"""

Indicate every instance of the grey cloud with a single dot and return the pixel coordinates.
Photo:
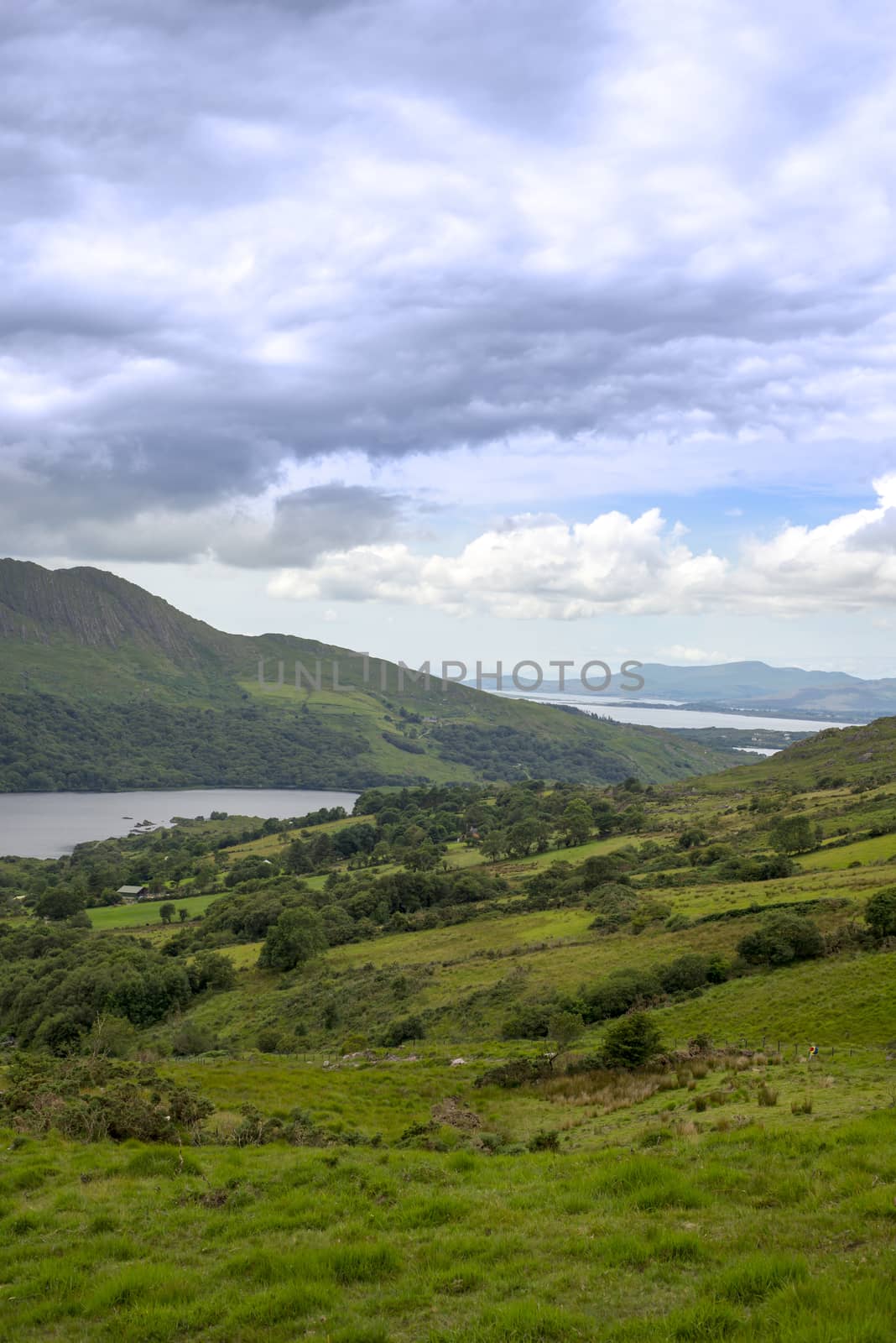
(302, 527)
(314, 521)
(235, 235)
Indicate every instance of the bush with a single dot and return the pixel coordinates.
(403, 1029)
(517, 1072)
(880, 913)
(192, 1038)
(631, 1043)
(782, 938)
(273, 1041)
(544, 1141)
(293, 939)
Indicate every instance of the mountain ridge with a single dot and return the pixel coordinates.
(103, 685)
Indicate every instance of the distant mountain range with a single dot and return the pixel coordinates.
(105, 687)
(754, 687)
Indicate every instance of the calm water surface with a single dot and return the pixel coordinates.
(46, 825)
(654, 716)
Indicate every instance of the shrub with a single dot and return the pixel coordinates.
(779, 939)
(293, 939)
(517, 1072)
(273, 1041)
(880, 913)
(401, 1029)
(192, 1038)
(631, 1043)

"""

TASK DESCRIPTION :: Write out all of the data above as a numbered list, one line per number, with blank lines skipped and the pictures left out.

REPLY ::
1. Indicate every instance of the grey cloud with a single dot and return the pixel coordinates.
2. Photo:
3. (302, 527)
4. (314, 521)
5. (235, 235)
6. Indicate every instance of the bush with a single dot and return the pixel coordinates.
7. (403, 1029)
8. (517, 1072)
9. (880, 913)
10. (192, 1038)
11. (631, 1043)
12. (782, 938)
13. (273, 1041)
14. (544, 1141)
15. (293, 939)
16. Indicate every instance of the mountain ridge with a single dot and return the pixel coordinates.
17. (103, 685)
18. Indicate every instance of the distant mountain range with a single dot and return the pixel coordinates.
19. (105, 687)
20. (754, 687)
21. Indicate every instance of the calm water surface with a single dot and return the pixel coordinates.
22. (46, 825)
23. (654, 716)
24. Indicate every instance of the shrub with a single dot and return the pixel coordinates.
25. (779, 939)
26. (293, 939)
27. (517, 1072)
28. (273, 1041)
29. (880, 913)
30. (401, 1029)
31. (192, 1038)
32. (631, 1043)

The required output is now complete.